> _EXERCISE REQUIREMENTS_
Copy the records below exactly, omitting any pictures they contain.

═══ STORED DATA ═══

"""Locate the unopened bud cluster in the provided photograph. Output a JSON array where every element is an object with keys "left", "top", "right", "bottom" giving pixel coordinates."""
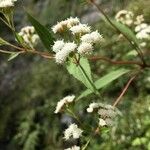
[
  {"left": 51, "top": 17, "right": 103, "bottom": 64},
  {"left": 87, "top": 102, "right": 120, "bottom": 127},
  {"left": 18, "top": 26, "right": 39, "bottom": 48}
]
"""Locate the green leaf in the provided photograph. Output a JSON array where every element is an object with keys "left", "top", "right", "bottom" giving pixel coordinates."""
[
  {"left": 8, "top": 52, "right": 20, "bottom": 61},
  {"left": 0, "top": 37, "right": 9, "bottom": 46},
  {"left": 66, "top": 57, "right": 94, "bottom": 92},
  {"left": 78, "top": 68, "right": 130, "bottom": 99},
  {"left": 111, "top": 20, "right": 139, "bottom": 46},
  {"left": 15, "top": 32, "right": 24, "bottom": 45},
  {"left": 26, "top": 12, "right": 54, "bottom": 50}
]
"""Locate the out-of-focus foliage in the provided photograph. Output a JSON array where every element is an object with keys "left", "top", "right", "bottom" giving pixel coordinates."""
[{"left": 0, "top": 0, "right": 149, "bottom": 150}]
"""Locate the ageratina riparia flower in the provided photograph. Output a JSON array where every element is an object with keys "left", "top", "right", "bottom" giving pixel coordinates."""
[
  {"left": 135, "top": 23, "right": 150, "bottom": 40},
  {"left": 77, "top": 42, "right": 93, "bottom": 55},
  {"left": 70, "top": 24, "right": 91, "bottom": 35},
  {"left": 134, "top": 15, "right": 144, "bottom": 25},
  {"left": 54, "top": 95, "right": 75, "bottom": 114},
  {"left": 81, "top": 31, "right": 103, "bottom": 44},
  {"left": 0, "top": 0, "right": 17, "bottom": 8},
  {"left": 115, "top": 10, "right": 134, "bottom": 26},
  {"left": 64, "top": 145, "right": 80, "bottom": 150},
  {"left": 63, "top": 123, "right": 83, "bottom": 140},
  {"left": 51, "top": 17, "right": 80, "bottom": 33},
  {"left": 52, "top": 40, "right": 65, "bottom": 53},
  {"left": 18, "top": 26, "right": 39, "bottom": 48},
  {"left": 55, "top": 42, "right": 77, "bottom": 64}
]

═══

> _ANSWER SPACE_
"""Locate the unopened bud cluster in the provided photograph. Output a JSON array where every element is an object with keys "left", "top", "right", "bottom" giving pixel coordinates."""
[
  {"left": 51, "top": 17, "right": 103, "bottom": 64},
  {"left": 87, "top": 102, "right": 120, "bottom": 127},
  {"left": 18, "top": 26, "right": 39, "bottom": 48}
]
"""Locate the green leaf in the provided photograph. Output a JSON array where every element is an object with keys "left", "top", "right", "bottom" giving pixel coordinates."""
[
  {"left": 8, "top": 52, "right": 20, "bottom": 61},
  {"left": 0, "top": 37, "right": 9, "bottom": 46},
  {"left": 66, "top": 57, "right": 94, "bottom": 92},
  {"left": 78, "top": 68, "right": 130, "bottom": 99},
  {"left": 111, "top": 20, "right": 139, "bottom": 46},
  {"left": 15, "top": 32, "right": 24, "bottom": 45},
  {"left": 26, "top": 12, "right": 54, "bottom": 50}
]
"""Locate the out-of-focus foliage in the provided photograph. Output a JSON array where every element is an object with keys "left", "top", "right", "bottom" giving pixel coordinates."""
[{"left": 0, "top": 0, "right": 149, "bottom": 150}]
"""Locate the ageratina riparia flower in the provided photograph. Output a JSON array where every element is an object with keys "left", "top", "right", "bottom" giving pixel coordinates."""
[
  {"left": 135, "top": 23, "right": 150, "bottom": 40},
  {"left": 77, "top": 42, "right": 93, "bottom": 55},
  {"left": 70, "top": 24, "right": 91, "bottom": 35},
  {"left": 134, "top": 15, "right": 144, "bottom": 25},
  {"left": 54, "top": 95, "right": 75, "bottom": 114},
  {"left": 81, "top": 31, "right": 103, "bottom": 44},
  {"left": 0, "top": 0, "right": 17, "bottom": 8},
  {"left": 115, "top": 10, "right": 134, "bottom": 26},
  {"left": 64, "top": 145, "right": 80, "bottom": 150},
  {"left": 63, "top": 123, "right": 83, "bottom": 140},
  {"left": 51, "top": 17, "right": 80, "bottom": 33},
  {"left": 52, "top": 40, "right": 65, "bottom": 53},
  {"left": 18, "top": 26, "right": 39, "bottom": 48},
  {"left": 55, "top": 42, "right": 77, "bottom": 64}
]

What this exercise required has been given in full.